*Text section*
►

Once again, the schools can’t find enough math and science teachers. This has been going on for over thirty years all across this great land. Money incentives are offered, but methinks they wouldn’t be necessary if school systems would recognize characteristics of good math and hard science brains. If we could stop telling kids science consists in preparing for the standardized test questions, but rather in striving for objectivity, isolating factors through elimination of noise, making careful measurements, knowing the limitations of measuring devices, exploring unconventional considerations, handling the math, questioning existing paradigms, and being honest about outcomes, to name a few, science-types might get excited about working with youthful minds. When math becomes more about making sure minorities are represented working together in the color photographs that illustrate high school math books, and children are encouraged to feel positive about themselves should they carelessly pass bad numbers off to the engineers – you are going to get a lot of former math and science teachers preferring unskilled labor.

What keeps me, as a former math and science teacher, out of schools is that feeling that I’m living a lie when I have to play along with the latest political craze. I resisted very hard games of pin the diagnosis on the child. I think I had an anxiety attack up north a few years ago when, during a pleasant summer walk, I passed a school and espied lab benches through the window. All those fears came flooding back, of being once again forced to make kids comply with silly programs, filling out forms, the completion of which requires dishonesty or delusion to even answer the touchy-feely questions written in idiotic terminology about diversity and the whole child, . . .

◄

(Data entries)
►

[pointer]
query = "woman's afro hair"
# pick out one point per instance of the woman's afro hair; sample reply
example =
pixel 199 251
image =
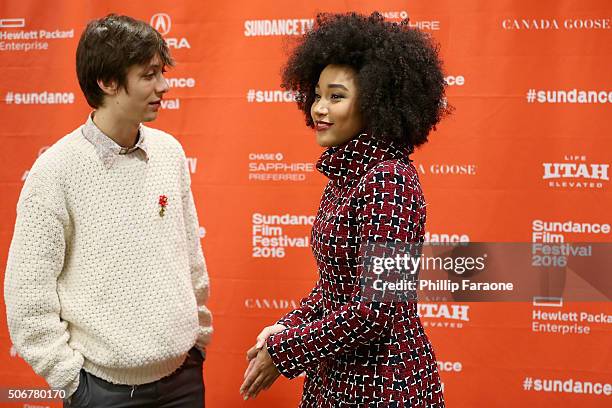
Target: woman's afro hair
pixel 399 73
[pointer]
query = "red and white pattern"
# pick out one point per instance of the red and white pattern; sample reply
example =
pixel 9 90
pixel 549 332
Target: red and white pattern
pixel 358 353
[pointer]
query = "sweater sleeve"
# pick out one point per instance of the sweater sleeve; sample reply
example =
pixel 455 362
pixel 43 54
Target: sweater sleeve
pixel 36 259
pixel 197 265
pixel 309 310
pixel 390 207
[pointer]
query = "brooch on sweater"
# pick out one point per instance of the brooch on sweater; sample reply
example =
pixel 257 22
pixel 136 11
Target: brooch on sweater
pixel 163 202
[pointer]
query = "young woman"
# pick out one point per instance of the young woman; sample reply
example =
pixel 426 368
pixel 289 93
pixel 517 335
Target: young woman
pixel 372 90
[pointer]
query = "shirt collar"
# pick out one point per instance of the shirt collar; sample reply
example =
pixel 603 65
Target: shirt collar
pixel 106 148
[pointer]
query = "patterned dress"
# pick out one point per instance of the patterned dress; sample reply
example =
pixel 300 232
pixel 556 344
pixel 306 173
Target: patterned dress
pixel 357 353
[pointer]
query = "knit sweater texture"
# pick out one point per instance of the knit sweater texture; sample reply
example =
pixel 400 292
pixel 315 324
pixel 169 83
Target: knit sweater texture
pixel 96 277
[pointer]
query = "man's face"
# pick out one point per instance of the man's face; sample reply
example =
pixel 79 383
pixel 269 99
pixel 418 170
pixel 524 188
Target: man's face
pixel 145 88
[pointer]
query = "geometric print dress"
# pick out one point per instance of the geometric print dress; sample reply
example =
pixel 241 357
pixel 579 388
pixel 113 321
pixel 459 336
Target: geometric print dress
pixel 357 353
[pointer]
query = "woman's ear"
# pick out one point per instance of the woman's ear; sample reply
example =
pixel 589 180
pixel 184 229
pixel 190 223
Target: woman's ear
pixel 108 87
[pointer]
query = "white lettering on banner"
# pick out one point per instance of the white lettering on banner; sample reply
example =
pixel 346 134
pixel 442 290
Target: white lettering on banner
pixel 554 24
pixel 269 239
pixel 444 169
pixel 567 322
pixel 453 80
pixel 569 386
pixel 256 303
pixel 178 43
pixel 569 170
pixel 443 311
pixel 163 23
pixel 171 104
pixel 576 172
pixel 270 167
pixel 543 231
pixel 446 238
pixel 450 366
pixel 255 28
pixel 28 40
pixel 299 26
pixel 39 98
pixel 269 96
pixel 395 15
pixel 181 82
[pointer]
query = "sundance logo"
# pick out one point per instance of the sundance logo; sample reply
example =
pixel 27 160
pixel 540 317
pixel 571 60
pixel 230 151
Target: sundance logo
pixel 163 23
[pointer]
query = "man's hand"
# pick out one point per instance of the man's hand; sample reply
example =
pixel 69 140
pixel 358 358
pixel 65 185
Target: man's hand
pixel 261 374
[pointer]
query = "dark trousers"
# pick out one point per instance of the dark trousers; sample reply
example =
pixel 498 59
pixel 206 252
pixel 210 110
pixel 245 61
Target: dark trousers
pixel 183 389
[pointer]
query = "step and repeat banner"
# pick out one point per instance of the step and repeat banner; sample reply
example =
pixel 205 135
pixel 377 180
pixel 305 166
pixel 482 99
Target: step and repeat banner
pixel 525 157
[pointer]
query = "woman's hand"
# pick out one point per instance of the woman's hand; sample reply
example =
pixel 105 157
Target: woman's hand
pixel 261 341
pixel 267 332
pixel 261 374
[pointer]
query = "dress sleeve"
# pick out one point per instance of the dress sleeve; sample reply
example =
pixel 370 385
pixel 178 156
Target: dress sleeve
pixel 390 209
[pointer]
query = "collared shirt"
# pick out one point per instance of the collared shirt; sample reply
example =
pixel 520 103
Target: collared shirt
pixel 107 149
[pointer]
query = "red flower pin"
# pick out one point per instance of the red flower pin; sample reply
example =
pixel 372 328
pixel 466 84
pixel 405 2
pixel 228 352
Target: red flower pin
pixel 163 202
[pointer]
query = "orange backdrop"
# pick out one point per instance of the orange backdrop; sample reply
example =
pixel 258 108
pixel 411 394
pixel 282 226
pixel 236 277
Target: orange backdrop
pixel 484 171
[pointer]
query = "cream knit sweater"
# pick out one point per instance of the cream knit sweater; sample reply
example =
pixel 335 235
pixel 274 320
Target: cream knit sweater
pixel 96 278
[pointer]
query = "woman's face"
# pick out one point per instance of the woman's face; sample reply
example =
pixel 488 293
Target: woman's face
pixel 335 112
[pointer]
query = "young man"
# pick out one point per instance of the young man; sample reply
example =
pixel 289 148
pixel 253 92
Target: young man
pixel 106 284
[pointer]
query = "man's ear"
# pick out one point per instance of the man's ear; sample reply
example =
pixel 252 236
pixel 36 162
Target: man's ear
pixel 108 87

◄

*Task set*
- 1) Translate into Spanish this sentence from the passage on math and science teachers: "Once again, the schools can’t find enough math and science teachers."
- 2) Extend the passage on math and science teachers with a few sentences that follow on from its final sentence.

*Results*
- 1) Una vez más, las escuelas no encuentran suficientes maestros de matemáticas y ciencias.

- 2)
I wanted to be like George Crookham, who took his science students to the creekside to read “The Great Book;” that is, the paleontological record. I liked throwing my kids into real-world chaos to see if they could discover order. I despised clean GIGO computer simulations masquerading as science. I believed there was no sin in excitement, query, and spontaneity. I was demanding, but I tried to make anything I asked worth the students’ while and fun. I wouldn’t have gotten into physics if it weren’t so amazing, and sometimes explosive.

And so, all you administrators, you have a choice: It’s us or your use of children as diagnoses to get more money into the system.